[Labeled contour entries]
####

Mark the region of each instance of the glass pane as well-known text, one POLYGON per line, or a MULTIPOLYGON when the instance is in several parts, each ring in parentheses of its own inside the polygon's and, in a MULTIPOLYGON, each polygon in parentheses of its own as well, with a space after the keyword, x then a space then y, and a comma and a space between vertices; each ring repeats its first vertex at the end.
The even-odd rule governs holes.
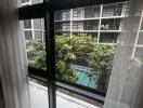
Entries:
POLYGON ((24 24, 22 25, 22 28, 25 31, 28 65, 31 67, 46 70, 47 64, 46 64, 46 42, 44 42, 44 30, 43 30, 44 27, 42 27, 43 26, 42 23, 39 23, 41 21, 42 19, 30 19, 30 22, 26 21, 26 23, 24 22, 24 24), (30 23, 31 26, 29 26, 29 28, 26 29, 25 27, 29 25, 28 23, 30 23))
POLYGON ((25 39, 26 40, 31 40, 32 39, 31 30, 25 30, 25 39))
POLYGON ((121 18, 102 19, 101 30, 119 30, 121 18))
POLYGON ((106 92, 127 5, 122 2, 55 12, 57 79, 106 92))
POLYGON ((24 28, 31 28, 31 21, 30 19, 26 19, 24 21, 24 28))
POLYGON ((30 108, 49 108, 48 87, 44 83, 29 79, 30 108))
POLYGON ((119 33, 102 32, 100 35, 101 43, 117 43, 117 38, 119 33))
POLYGON ((18 0, 18 5, 26 6, 26 5, 32 5, 37 3, 42 3, 43 0, 18 0))
POLYGON ((26 2, 29 2, 29 0, 22 0, 22 3, 26 3, 26 2))
POLYGON ((78 95, 74 92, 57 89, 56 91, 56 108, 102 108, 102 104, 78 95))

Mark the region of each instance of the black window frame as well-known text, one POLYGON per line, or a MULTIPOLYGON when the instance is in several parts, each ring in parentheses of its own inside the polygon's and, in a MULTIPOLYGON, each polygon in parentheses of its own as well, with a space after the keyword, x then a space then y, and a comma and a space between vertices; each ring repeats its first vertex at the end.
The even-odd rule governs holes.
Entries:
POLYGON ((54 12, 75 8, 117 3, 128 0, 44 0, 43 3, 18 8, 18 19, 44 18, 47 70, 28 66, 28 76, 48 85, 49 108, 56 108, 56 87, 62 87, 104 104, 106 93, 55 78, 54 12))

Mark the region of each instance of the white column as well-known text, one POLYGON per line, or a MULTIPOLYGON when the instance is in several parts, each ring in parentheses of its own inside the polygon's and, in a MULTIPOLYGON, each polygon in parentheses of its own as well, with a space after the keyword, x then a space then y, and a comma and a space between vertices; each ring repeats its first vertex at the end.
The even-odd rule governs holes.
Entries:
POLYGON ((73 9, 70 9, 70 37, 73 36, 73 9))
POLYGON ((98 30, 98 44, 99 44, 99 42, 100 42, 102 12, 103 12, 103 5, 101 5, 101 11, 100 11, 100 22, 99 22, 99 30, 98 30))
POLYGON ((140 19, 140 24, 139 24, 138 33, 136 33, 136 37, 135 37, 135 42, 134 42, 134 46, 133 46, 131 58, 133 58, 134 55, 135 55, 135 51, 136 51, 136 45, 138 45, 138 40, 139 40, 139 35, 140 35, 140 29, 141 29, 141 26, 142 26, 142 22, 143 22, 143 11, 142 11, 142 15, 141 15, 141 19, 140 19))
POLYGON ((32 33, 32 39, 35 39, 34 19, 31 19, 31 33, 32 33))

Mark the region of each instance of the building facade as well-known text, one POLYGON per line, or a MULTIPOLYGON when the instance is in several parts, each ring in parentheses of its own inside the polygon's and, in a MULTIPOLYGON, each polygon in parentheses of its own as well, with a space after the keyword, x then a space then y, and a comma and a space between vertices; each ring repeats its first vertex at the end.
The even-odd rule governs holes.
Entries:
MULTIPOLYGON (((40 3, 42 0, 23 0, 22 5, 40 3)), ((55 12, 55 35, 91 35, 98 43, 117 43, 128 16, 128 2, 101 4, 55 12)), ((24 21, 26 40, 44 40, 44 21, 24 21)))
POLYGON ((116 43, 128 16, 128 2, 55 12, 55 35, 87 33, 101 43, 116 43))

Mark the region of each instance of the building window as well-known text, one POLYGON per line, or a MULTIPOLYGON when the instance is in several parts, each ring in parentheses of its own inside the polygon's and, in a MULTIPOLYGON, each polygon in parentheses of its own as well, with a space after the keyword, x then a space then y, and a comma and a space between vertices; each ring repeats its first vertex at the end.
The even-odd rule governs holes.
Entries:
POLYGON ((80 9, 68 9, 61 3, 63 6, 52 6, 52 10, 47 9, 49 11, 42 5, 44 3, 49 2, 28 5, 29 12, 20 9, 20 18, 24 21, 28 76, 31 81, 48 85, 50 108, 58 103, 56 96, 92 105, 98 102, 101 107, 120 33, 116 30, 120 28, 122 3, 82 5, 80 9), (107 53, 110 51, 113 53, 107 53))

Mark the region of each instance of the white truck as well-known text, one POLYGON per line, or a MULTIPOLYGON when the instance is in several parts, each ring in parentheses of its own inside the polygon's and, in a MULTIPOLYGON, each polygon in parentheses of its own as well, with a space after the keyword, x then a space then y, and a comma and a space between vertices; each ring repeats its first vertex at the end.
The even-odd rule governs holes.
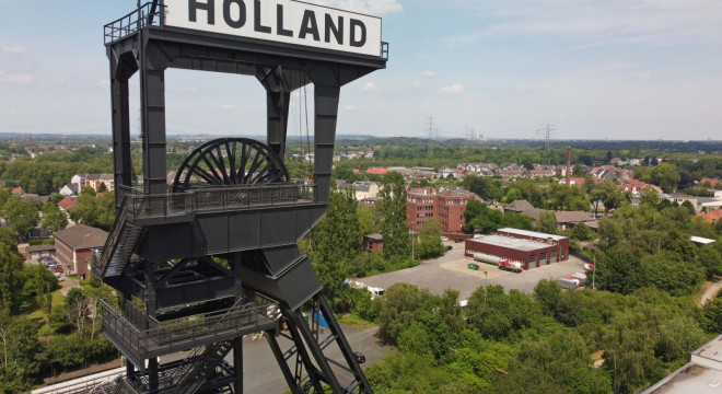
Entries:
POLYGON ((577 290, 582 287, 581 280, 571 277, 559 279, 559 285, 563 289, 569 289, 569 290, 577 290))
POLYGON ((521 274, 524 270, 524 267, 520 262, 503 260, 499 263, 499 269, 510 270, 516 274, 521 274))

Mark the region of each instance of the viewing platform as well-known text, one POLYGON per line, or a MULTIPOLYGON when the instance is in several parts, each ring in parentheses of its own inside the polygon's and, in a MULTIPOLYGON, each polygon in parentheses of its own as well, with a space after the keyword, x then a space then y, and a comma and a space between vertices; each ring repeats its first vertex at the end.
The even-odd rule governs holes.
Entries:
POLYGON ((229 309, 159 321, 132 302, 120 301, 101 301, 103 334, 139 367, 150 358, 277 329, 280 316, 275 304, 236 303, 229 309))

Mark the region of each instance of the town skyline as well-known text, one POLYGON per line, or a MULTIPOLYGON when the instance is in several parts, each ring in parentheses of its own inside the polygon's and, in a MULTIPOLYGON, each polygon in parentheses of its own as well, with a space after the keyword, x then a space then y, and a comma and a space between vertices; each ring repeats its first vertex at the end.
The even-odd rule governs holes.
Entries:
MULTIPOLYGON (((551 140, 721 135, 722 10, 710 1, 315 2, 382 16, 391 45, 387 70, 343 89, 339 136, 535 139, 546 124, 551 140)), ((135 5, 0 1, 0 131, 109 136, 102 27, 135 5)), ((168 136, 263 132, 252 78, 166 74, 168 136)), ((312 97, 295 92, 289 135, 306 132, 312 97)))

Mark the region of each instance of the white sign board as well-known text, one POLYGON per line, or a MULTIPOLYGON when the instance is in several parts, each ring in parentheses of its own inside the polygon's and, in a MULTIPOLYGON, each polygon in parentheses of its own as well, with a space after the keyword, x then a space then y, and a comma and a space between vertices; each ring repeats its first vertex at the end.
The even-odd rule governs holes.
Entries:
POLYGON ((294 0, 165 0, 165 25, 381 56, 381 19, 294 0))

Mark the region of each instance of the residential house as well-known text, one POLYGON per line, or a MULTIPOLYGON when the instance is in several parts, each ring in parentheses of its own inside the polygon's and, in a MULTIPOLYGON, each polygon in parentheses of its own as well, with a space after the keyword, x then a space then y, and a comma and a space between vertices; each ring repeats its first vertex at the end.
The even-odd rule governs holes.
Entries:
POLYGON ((499 165, 494 163, 467 163, 459 164, 458 170, 466 170, 467 173, 474 173, 479 176, 494 176, 499 173, 499 165))
POLYGON ((369 254, 369 253, 372 253, 372 252, 383 253, 384 252, 384 236, 381 235, 381 233, 373 233, 373 234, 363 235, 363 244, 361 246, 361 251, 364 254, 369 254))
POLYGON ((69 183, 62 186, 59 193, 66 197, 77 196, 78 188, 72 183, 69 183))
POLYGON ((25 259, 34 260, 40 256, 53 257, 55 255, 55 245, 30 245, 25 247, 25 259))
POLYGON ((499 175, 501 175, 502 179, 509 181, 526 175, 526 169, 522 164, 511 164, 501 169, 499 175))
POLYGON ((366 174, 374 174, 374 175, 386 175, 388 174, 391 170, 388 169, 376 169, 376 167, 371 167, 366 170, 366 174))
POLYGON ((709 223, 717 223, 722 218, 722 210, 718 209, 709 212, 699 212, 697 216, 704 219, 709 223))
POLYGON ((464 170, 459 169, 452 169, 449 166, 442 166, 439 169, 439 172, 436 173, 440 178, 447 178, 449 175, 452 175, 456 179, 461 179, 464 177, 464 170))
POLYGON ((551 164, 534 164, 534 170, 529 170, 527 175, 529 177, 547 177, 556 176, 559 170, 556 165, 551 164))
POLYGON ((463 188, 408 188, 406 224, 411 230, 419 230, 426 221, 436 218, 444 233, 458 233, 466 224, 464 210, 467 201, 471 199, 479 197, 463 188))
POLYGON ((113 174, 75 174, 70 178, 70 183, 75 186, 78 194, 82 193, 83 187, 90 187, 97 193, 103 184, 108 192, 115 190, 113 174))
POLYGON ((70 275, 80 279, 90 279, 91 267, 86 259, 91 250, 102 248, 108 233, 85 224, 75 224, 55 233, 55 260, 60 263, 70 275))

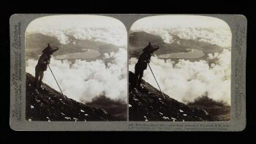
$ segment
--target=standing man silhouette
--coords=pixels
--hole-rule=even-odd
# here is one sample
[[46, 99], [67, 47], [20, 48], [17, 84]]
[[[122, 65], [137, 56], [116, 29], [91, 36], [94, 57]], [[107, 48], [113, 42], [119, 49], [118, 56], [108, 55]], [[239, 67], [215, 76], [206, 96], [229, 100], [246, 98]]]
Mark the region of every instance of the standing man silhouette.
[[47, 65], [50, 64], [51, 55], [59, 49], [58, 47], [48, 46], [42, 50], [42, 54], [38, 60], [35, 68], [35, 89], [43, 89], [42, 87], [42, 79], [44, 76], [44, 72], [47, 70]]

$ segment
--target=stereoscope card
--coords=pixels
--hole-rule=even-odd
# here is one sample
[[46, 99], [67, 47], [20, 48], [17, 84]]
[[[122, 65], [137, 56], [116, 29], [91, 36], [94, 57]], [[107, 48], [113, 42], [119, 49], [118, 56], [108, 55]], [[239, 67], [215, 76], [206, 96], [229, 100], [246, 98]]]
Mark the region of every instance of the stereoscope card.
[[14, 130], [241, 131], [241, 15], [15, 14]]

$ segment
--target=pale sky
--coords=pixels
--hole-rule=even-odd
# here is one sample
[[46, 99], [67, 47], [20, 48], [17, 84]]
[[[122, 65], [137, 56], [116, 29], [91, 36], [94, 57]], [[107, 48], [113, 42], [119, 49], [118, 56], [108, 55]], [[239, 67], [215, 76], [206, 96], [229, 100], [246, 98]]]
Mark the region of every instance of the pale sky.
[[70, 28], [124, 28], [117, 19], [100, 15], [51, 15], [35, 19], [28, 25], [27, 31], [39, 29], [65, 30]]
[[132, 31], [140, 28], [168, 28], [173, 27], [222, 27], [229, 28], [228, 25], [219, 18], [199, 15], [158, 15], [137, 20], [132, 26]]

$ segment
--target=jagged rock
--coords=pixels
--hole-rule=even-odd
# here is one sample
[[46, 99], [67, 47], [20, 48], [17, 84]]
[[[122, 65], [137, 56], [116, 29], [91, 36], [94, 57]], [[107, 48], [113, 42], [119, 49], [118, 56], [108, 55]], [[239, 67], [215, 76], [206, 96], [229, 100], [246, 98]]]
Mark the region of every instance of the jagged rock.
[[142, 80], [143, 89], [135, 87], [135, 75], [129, 72], [129, 120], [202, 121], [217, 121], [205, 110], [189, 107]]
[[26, 118], [28, 121], [120, 121], [102, 108], [87, 106], [63, 96], [42, 83], [44, 90], [37, 92], [34, 77], [26, 73]]

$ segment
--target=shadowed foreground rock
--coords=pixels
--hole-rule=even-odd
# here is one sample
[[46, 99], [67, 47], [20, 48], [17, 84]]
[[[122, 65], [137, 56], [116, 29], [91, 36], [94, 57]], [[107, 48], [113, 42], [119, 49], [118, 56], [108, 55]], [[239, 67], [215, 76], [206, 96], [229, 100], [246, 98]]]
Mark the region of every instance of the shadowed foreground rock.
[[129, 73], [129, 120], [202, 121], [217, 121], [206, 111], [162, 96], [160, 91], [145, 81], [141, 89], [134, 87], [135, 75]]
[[26, 73], [26, 118], [29, 121], [120, 121], [102, 108], [87, 106], [63, 97], [42, 83], [44, 90], [34, 90], [34, 77]]

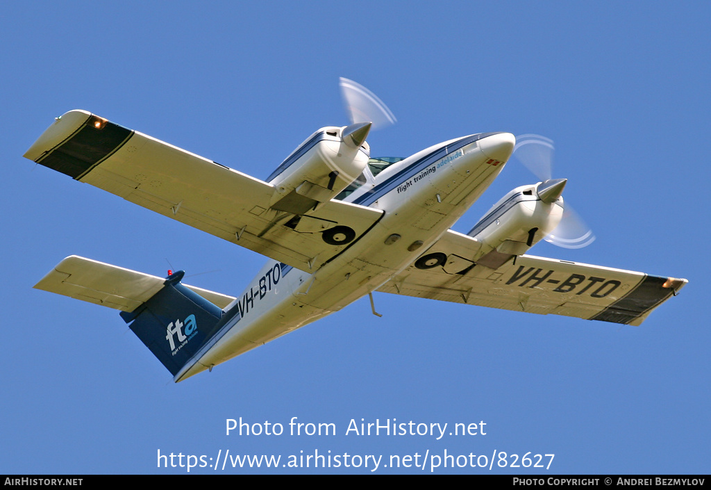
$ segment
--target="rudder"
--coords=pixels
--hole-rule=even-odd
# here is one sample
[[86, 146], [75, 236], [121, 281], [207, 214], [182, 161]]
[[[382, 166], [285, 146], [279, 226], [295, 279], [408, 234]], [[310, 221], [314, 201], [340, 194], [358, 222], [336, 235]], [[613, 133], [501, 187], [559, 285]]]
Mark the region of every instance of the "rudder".
[[171, 274], [149, 300], [120, 313], [173, 376], [214, 335], [222, 316], [220, 307], [181, 283], [184, 275], [183, 271]]

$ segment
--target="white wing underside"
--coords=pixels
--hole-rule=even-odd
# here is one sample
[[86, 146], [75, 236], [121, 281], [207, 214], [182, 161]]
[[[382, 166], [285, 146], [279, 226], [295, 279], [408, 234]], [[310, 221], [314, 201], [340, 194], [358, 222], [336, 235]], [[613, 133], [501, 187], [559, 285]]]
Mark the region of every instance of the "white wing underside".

####

What you will do: State how many lines in the records contain the word "every". Give only the number.

Response to this task: 7